### Problem details
Write out the listing in full, matching it word for word.

((

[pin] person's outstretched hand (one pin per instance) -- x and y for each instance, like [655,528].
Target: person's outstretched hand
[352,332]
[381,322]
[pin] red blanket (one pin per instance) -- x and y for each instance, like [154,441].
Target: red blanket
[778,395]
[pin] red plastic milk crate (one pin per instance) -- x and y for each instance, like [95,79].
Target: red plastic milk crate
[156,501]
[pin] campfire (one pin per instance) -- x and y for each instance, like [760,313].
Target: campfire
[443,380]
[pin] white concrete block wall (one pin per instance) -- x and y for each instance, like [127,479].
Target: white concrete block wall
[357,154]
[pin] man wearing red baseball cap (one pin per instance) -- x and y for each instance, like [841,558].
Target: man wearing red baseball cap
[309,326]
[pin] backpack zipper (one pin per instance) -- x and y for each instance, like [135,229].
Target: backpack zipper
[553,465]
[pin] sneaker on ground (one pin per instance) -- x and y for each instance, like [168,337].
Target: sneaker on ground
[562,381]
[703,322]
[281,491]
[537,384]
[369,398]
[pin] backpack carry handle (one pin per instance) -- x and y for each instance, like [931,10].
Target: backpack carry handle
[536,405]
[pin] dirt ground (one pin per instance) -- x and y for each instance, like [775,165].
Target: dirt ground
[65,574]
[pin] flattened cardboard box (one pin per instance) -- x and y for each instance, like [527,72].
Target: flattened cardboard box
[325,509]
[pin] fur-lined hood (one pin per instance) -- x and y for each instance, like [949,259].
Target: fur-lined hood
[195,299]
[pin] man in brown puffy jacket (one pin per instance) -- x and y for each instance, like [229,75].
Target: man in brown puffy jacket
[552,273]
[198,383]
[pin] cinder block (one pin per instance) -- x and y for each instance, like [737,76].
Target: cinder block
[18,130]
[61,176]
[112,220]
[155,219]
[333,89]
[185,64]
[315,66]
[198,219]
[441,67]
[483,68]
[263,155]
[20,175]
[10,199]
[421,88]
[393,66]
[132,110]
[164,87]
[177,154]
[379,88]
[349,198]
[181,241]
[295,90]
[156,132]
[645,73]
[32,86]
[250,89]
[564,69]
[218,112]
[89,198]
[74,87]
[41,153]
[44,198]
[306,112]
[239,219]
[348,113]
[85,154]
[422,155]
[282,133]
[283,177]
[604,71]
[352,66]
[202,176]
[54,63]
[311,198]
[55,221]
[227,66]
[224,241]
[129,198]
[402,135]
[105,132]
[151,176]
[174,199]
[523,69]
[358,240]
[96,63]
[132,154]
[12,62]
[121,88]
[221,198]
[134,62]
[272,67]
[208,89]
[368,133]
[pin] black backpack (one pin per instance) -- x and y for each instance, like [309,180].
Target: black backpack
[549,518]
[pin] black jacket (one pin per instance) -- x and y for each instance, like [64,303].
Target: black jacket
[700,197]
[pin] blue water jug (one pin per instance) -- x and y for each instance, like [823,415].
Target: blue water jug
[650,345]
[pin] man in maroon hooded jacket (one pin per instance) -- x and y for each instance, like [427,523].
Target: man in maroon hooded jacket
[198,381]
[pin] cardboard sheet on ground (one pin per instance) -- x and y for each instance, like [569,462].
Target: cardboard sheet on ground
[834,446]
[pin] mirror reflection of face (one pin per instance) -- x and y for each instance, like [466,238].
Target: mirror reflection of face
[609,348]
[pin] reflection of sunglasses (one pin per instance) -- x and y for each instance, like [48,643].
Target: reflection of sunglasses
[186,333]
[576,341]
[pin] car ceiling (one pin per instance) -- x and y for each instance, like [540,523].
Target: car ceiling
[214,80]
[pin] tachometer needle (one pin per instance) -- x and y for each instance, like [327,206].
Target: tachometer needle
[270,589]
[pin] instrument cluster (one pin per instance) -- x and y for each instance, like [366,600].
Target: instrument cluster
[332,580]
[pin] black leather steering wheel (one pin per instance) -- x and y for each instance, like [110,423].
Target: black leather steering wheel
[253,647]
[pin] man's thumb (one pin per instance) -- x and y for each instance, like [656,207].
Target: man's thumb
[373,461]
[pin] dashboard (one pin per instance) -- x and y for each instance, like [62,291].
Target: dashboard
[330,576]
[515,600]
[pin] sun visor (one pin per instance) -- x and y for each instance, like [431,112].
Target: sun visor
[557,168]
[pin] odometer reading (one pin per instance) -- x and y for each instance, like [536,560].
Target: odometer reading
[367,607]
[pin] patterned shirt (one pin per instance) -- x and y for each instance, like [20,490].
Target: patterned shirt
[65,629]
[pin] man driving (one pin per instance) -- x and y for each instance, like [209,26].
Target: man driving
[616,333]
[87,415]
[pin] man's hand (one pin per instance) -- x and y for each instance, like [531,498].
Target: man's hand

))

### Task answer
[pin] person's outstretched hand (one pin per instance) -- x and y for each instance, like [655,528].
Target: person's outstretched hand
[352,332]
[381,322]
[pin] red blanket (one pin per instance) -- x and y for each instance, like [154,441].
Target: red blanket
[778,395]
[pin] red plastic milk crate (one pin per instance) -- x and y for each instance, like [95,79].
Target: red plastic milk crate
[156,501]
[pin] campfire (one pin per instance) -- x and y for each instance, like [760,313].
Target: campfire
[443,380]
[pin] white concrete block wall (one pin per instance) -- x and y for each instance, like [127,479].
Target: white concrete block wall
[357,154]
[pin] man wearing red baseball cap (one pin per instance) -- x and y for each instance, like [841,558].
Target: man wearing red baseball cap
[309,326]
[pin] backpack zipper (one pin per instance) -- x and y for each instance, like [135,229].
Target: backpack zipper
[553,465]
[pin] sneaker on ground (one pin per instance) -- x and y for each instance, like [168,337].
Target: sneaker on ground
[562,381]
[703,322]
[281,491]
[537,384]
[369,398]
[pin] backpack carry handle (one pin per instance) -- x and y for each instance, like [931,10].
Target: backpack carry handle
[536,405]
[pin] dirt ground (one pin per instance) -- x and y for each instance, like [775,165].
Target: dirt ground
[65,574]
[pin] flattened cardboard box (one pin per instance) -- x and y for each instance, like [527,72].
Target: flattened cardboard box
[325,509]
[pin] fur-lined hood (one pin per instance) -- x and y for each instance, like [949,259].
Target: fur-lined hood
[195,299]
[pin] man in brown puffy jacket (one pin per instance) -- x and y for each instance, like [229,75].
Target: man in brown puffy jacket
[552,273]
[198,383]
[pin] cinder block (one pin per instance) -- x and y for each instance, like [737,76].
Target: cinder block
[18,130]
[61,176]
[112,220]
[155,219]
[333,89]
[185,64]
[315,66]
[198,219]
[441,67]
[483,68]
[263,155]
[20,175]
[10,199]
[421,88]
[393,66]
[132,110]
[164,87]
[177,154]
[379,88]
[349,198]
[181,241]
[295,90]
[156,132]
[645,73]
[32,86]
[250,89]
[564,69]
[218,112]
[89,198]
[74,87]
[41,153]
[44,198]
[306,112]
[239,219]
[348,113]
[85,154]
[422,155]
[282,133]
[283,177]
[604,71]
[352,66]
[202,176]
[54,63]
[311,198]
[55,221]
[227,66]
[224,241]
[129,198]
[402,135]
[105,132]
[151,176]
[174,199]
[523,69]
[358,240]
[96,63]
[132,154]
[12,62]
[121,88]
[221,198]
[134,62]
[272,67]
[208,89]
[368,133]
[pin] black backpack (one pin per instance) -- x and y for each instance, like [309,180].
Target: black backpack
[549,518]
[pin] black jacket (one pin per instance) -- x and y for each instance, like [64,303].
Target: black jacket
[700,197]
[pin] blue water jug (one pin per instance) -- x and y for each instance, like [823,415].
Target: blue water jug
[650,345]
[pin] man in maroon hooded jacket (one pin per instance) -- x and y for each instance, like [427,523].
Target: man in maroon hooded jacket
[198,381]
[pin] cardboard sheet on ground (one pin per instance) -- x and y for each instance, like [569,462].
Target: cardboard sheet on ground
[834,446]
[pin] mirror reflection of face (one pin per instance) -- x and y for each instance, like [466,238].
Target: mirror reflection of face
[609,348]
[pin] reflection of sunglasses (one pin per instance) -- x and y for each instance, like [48,643].
Target: reflection of sunglasses
[186,333]
[576,341]
[pin] car ceiling (one pin per instance) -- x and y for each instance, like [540,523].
Target: car ceiling
[214,80]
[pin] tachometer needle (one pin per instance) -- x and y for each instance, like [327,206].
Target: tachometer needle
[270,589]
[pin] instrument cluster (one pin per instance) -- x and y for each instance, like [366,600].
Target: instrument cluster
[332,580]
[pin] black leather steering wheel (one pin per instance) -- x and y for each instance, like [110,423].
Target: black leather steering wheel
[253,647]
[pin] man's thumb (one pin per instance) -- x and y for each instance, like [656,207].
Target: man's thumb
[373,461]
[pin] dashboard (one pin per instance) -- x and y for each instance, like [62,291].
Target: dashboard
[330,576]
[515,600]
[pin] sun visor (one pin per instance) -- x and y for each instance, like [431,112].
Target: sun visor
[557,168]
[pin] odometer reading (one pin per instance) -- x and y for each instance, like [536,560].
Target: odometer reading
[367,607]
[pin] patterned shirt (one pin per instance) -- x and y for each instance, like [20,490].
Target: patterned shirt
[65,629]
[pin] man driving (one pin per instance) -- x and y for each instance, like [209,26].
Target: man driving
[616,333]
[87,415]
[pin] man's hand (one pin per instance) -- x and y for each instance, like [531,498].
Target: man's hand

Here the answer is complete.